- **STATED EXERCISE**:
Write out all the entries word for word, but skip any images.

══ DATA LINES

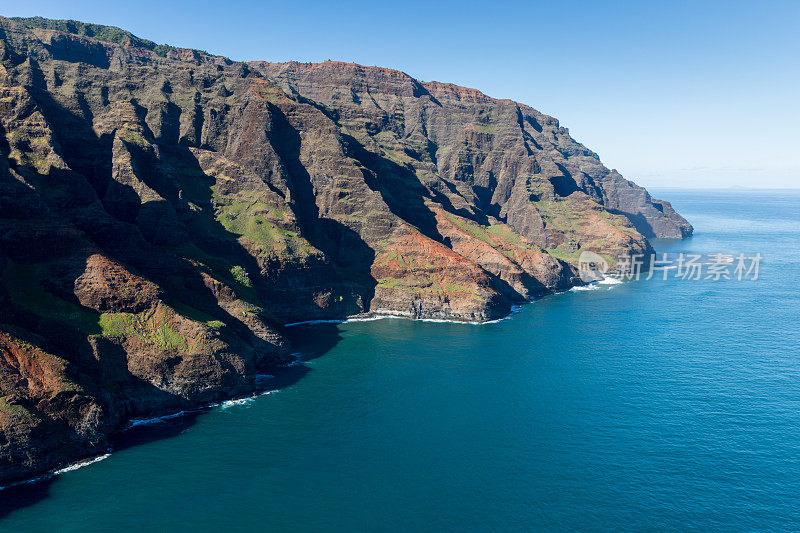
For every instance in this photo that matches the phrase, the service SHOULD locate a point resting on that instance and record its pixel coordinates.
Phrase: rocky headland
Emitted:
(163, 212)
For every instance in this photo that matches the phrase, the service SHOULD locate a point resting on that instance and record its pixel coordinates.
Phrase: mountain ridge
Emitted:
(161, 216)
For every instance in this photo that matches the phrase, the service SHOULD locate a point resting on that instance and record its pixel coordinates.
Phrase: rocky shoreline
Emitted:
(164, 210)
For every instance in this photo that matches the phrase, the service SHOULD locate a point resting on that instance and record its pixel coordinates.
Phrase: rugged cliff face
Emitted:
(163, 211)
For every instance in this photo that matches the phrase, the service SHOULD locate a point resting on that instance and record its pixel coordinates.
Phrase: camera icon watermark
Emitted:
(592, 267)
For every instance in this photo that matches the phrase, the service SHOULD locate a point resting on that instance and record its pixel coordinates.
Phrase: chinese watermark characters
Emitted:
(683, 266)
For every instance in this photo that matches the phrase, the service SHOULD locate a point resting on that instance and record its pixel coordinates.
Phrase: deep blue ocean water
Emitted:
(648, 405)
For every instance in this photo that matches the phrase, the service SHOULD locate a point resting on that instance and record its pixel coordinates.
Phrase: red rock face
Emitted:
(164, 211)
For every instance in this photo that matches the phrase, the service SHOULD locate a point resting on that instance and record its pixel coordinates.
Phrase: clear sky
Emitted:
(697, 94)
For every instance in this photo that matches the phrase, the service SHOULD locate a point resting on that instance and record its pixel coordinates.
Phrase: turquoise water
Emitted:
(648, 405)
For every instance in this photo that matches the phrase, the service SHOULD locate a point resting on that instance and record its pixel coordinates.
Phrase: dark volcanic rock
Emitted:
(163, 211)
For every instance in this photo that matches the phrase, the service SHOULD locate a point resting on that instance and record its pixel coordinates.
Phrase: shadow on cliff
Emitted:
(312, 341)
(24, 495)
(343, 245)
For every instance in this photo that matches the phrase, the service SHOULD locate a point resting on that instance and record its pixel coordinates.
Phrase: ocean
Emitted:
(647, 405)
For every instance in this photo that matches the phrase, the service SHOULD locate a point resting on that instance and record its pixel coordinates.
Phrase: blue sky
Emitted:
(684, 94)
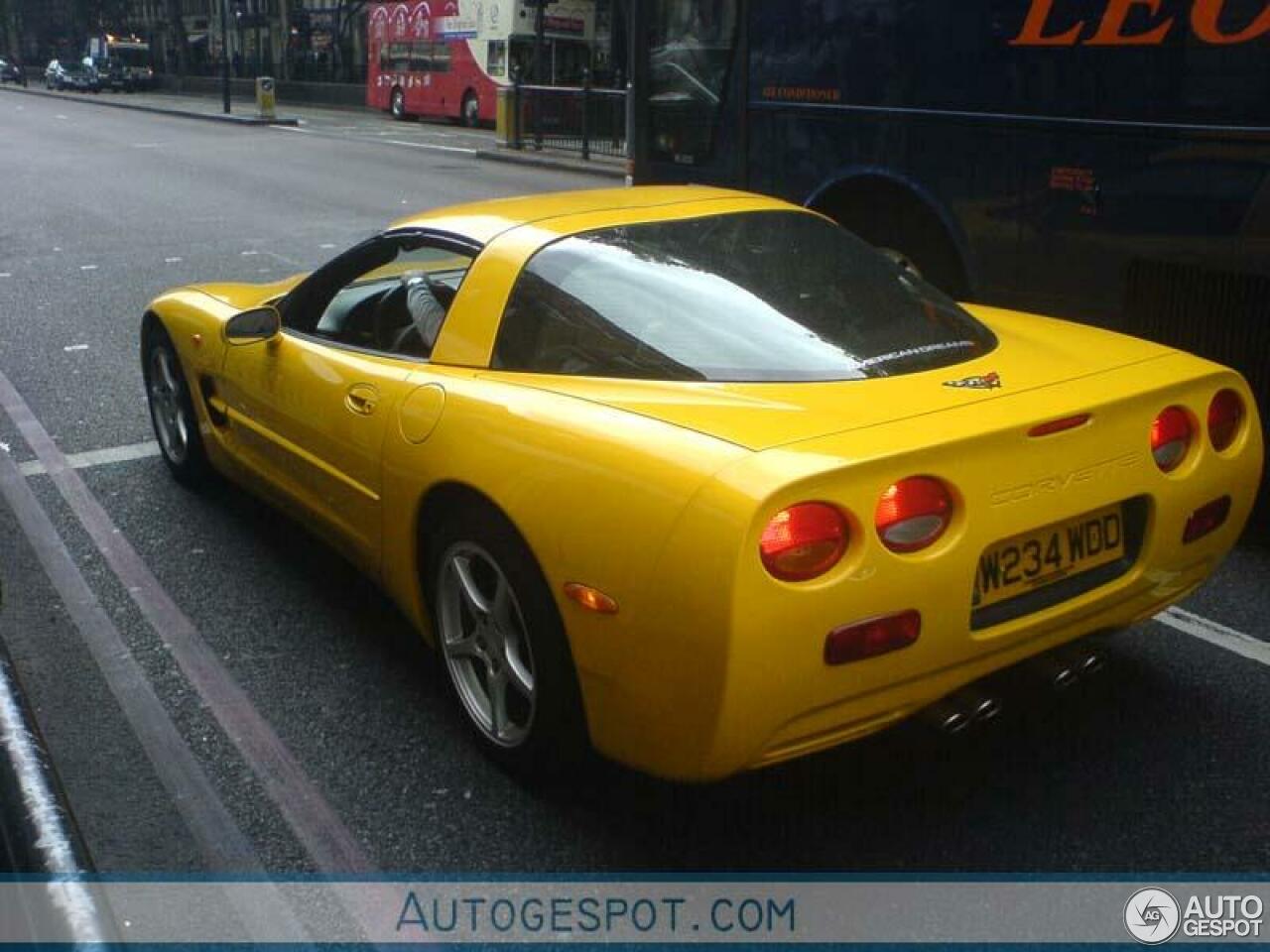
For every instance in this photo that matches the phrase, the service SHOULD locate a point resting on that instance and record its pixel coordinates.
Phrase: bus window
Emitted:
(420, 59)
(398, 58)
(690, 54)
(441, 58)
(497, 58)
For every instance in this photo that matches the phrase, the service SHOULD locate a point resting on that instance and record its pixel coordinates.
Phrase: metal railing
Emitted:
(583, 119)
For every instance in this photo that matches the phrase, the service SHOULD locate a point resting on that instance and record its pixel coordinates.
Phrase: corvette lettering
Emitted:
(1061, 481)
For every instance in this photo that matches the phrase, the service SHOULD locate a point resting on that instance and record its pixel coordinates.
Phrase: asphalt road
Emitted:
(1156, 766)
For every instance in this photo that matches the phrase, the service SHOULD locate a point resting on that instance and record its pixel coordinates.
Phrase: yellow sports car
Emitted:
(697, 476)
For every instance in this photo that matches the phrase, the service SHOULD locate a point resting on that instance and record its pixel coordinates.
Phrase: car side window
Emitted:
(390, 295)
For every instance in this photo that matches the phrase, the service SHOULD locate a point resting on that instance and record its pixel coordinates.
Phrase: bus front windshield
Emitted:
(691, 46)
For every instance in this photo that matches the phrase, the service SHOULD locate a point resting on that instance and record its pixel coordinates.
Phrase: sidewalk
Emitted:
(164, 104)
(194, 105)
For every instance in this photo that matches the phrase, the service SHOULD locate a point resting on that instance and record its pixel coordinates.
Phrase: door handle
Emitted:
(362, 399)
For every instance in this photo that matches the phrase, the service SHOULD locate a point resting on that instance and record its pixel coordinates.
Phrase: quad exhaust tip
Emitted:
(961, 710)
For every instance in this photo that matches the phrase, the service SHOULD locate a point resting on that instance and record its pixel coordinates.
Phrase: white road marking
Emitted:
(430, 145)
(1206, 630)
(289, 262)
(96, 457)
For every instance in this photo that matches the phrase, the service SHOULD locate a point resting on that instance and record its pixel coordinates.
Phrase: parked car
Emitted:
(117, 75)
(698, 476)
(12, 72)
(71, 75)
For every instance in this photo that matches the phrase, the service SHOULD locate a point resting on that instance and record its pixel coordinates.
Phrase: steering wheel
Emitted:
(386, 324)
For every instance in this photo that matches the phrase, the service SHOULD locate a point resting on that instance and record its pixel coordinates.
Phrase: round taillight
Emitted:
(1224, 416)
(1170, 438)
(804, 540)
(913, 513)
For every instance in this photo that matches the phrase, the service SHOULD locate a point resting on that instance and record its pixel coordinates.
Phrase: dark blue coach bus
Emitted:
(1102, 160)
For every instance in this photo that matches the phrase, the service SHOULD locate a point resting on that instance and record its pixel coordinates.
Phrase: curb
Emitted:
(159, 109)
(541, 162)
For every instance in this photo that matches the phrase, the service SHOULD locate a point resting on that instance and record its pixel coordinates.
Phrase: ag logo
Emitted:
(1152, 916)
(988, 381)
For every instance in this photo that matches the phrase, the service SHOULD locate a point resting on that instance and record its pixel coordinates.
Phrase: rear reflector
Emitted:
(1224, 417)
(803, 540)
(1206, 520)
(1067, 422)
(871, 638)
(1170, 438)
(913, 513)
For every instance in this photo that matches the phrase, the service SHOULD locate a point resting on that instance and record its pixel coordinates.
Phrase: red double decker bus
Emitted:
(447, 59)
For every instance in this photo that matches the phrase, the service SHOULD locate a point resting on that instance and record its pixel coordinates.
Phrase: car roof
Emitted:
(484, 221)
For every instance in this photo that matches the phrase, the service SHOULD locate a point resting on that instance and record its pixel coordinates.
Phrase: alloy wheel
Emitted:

════

- **COMPLETE ANSWER**:
For every instance in this photo that matches the phrase, the service SHOULD locate a point resting on that instance and record its pixel coordinates.
Phrase: rocky headland
Emitted:
(163, 212)
For every instance in this photo that matches the phrase, the service SHOULD locate a point resting on that instance and record its pixel coordinates.
Phrase: mountain ridge
Emitted:
(161, 216)
For every instance in this photo that matches the phrase, the service SHOULD locate a point resting on that instance and record its pixel coordinates.
Phrase: rocky shoreline
Emitted:
(164, 210)
For every instance in this photo that matches the phrase, the service SHOULD locate a point resting on that instance and record its pixel coordinates.
Phrase: rugged cliff face
Emitted:
(163, 211)
For every instance in this photo that matches the phrase, the service SHOULD locate a point resting on that instance and record its pixel coordinates.
Phrase: camera icon watermark
Emitted:
(592, 267)
For every instance in this photo that matches the phrase, the service SHOULD locate a point resting on that instance and record its pixel coordinates.
Phrase: chinese watermark characters
Emitted:
(683, 266)
For every instance in this photo that matches the phrase, the service SHOULD locate a point resting on that instance and record its pixel coordinates.
Phrase: deep blue ocean water
Emitted:
(648, 405)
For every instance in this photo that matches the phrase, the service SHOULD locate a point resting on that instance and record its pixel coordinates.
Phrase: red rock face
Emitted:
(164, 211)
For every instance in this photo that matches the phrase, the service SHOULD locate a point resting on that instance and record its pixel coordinates.
Phrase: clear sky
Emitted:
(697, 94)
For every instance in this photo that matches the phrase, the service SHOULD locate a point resting on that instance and record its pixel coordinates.
Phrase: turquoise water
Emitted:
(648, 405)
For every instance in this photo that matches the phrase, the service SHOULD locate a point resting on that instance and record its pixel coordinates.
Phrase: dark volcanic rock
Emitted:
(163, 211)
For every instance in this photo that matches the phrase, the service SHOULD locate a point resting on that instance and record its pixel coordinates.
Phrase: shadow on cliff
Emitted:
(312, 341)
(24, 495)
(343, 245)
For every instance in this photo that matches the phrase, the service SHOULD locate a point resting on that instance and record its pixel coordinates.
Phrase: ocean
Emitted:
(647, 405)
For every instance in this photo that matches the phrase, the service SHOULD locate a point resting on that instance and record its pixel coordinates.
Phrase: blue sky
Emitted:
(684, 94)
For every instance in this photo that matches the phrase, the service SHOULD locate a point resting on that instance and record its pixel coordinates.
Phrase: bus window
Emitted:
(420, 59)
(398, 58)
(690, 54)
(441, 58)
(497, 58)
For every instance in this photo that matches the phrase, the service SHOULD locate a point resting on that instance and record its pixel coordinates.
Phrase: metal railing
Emitted:
(583, 119)
For every instance in this photo that matches the phrase, the service SHOULD locate a point resting on that instance and record its pixel coordinates.
Phrase: corvette lettering
Emitted:
(1061, 481)
For every instance in this photo that matches the phrase, the service SHOULD locate a point resting on that instance and record its pixel coordinates.
Phrase: asphalt road
Emitted:
(1156, 766)
For every instance in this photo that matches the phrase, the service SHOULD locate a point resting on that instance and record its pixel coordinates.
Phrase: yellow sports car
Emitted:
(697, 476)
For every instance in this photo that matches the phrase, the service SHOULD locate a point resting on that instance and record its pixel coordinates.
Phrase: car side window
Emitted:
(390, 295)
For every instance in this photo that matches the phrase, the service SHOULD locate a point resting on that instance and record its pixel coordinates.
Phrase: bus front windshield
Emitted:
(691, 46)
For every instance in this photo that matches the phrase, the service SHOULD locate a point resting on that instance and record its pixel coordinates.
Phrase: sidewalk
Emitted:
(164, 104)
(194, 105)
For every instance in this photo that matches the phrase, the service SHOULD locate a point resting on that instance and record its pixel coordinates.
Phrase: door handle
Emitted:
(362, 399)
For every instance in this photo that matches the phrase, the service SHOULD locate a point resting on that instance and record its pixel coordinates.
Phrase: quad exhaust tip
Emitted:
(961, 710)
For every instance in this photo that matches the phrase, the service SHOULD locate a point resting on that instance and record its pixel coordinates.
Phrase: white road marking
Emitted:
(430, 145)
(1206, 630)
(289, 262)
(96, 457)
For every instance in this photo that matches the phrase, the service SHOULD locate a point resting on that instance and record its pixel coordinates.
Phrase: parked car
Emitted:
(117, 75)
(698, 476)
(12, 72)
(71, 75)
For every instance in this photo that matches the phrase, the service SHOULD locate a point resting on that instance and record its pixel coordinates.
Phrase: steering wheel
Emitted:
(386, 324)
For every instance in this photo that matches the phrase, the service SHOULD locate a point resting on that instance and record its pixel coordinates.
Phrase: round taillight
Emitted:
(1224, 416)
(1170, 438)
(804, 540)
(913, 513)
For every instance in this photo that matches the phrase, the service SHOULD locate a point resting on that instance and record its pixel coordinates.
Phrase: dark blue coach bus
Emitted:
(1102, 160)
For every instance in this photo that matches the phrase, the service SHOULD locate a point resting on that instance and record its pixel coordinates.
Phrase: curb
Emitted:
(159, 109)
(541, 162)
For every instance in this photo that matches the phrase, the service SHOULD locate a point resting on that instance and record its pixel coordinates.
Phrase: ag logo
Emitted:
(1152, 916)
(988, 381)
For every instance in this photo that matches the phrase, the service SHOULD locate a point resting on that instance and record its pixel coordinates.
Phrase: rear reflector
Emitted:
(1224, 417)
(803, 540)
(1206, 520)
(1067, 422)
(871, 638)
(1170, 438)
(913, 513)
For every instance in this photo that matches the phrase, the service SHOULD locate a point resting on that instance and record its pixel coordinates.
Phrase: red double decker bus
Emitted:
(447, 59)
For every instance in this photo that matches the phrase, the service SHOULD locate a point resting on that instance and record its pixel coordinates.
Phrase: car roof
Emitted:
(484, 221)
For every instance in this photo that matches the phrase, the service SHOULD locate a point resting on that instance and record its pixel coordinates.
Phrase: alloy wheel
Emitted:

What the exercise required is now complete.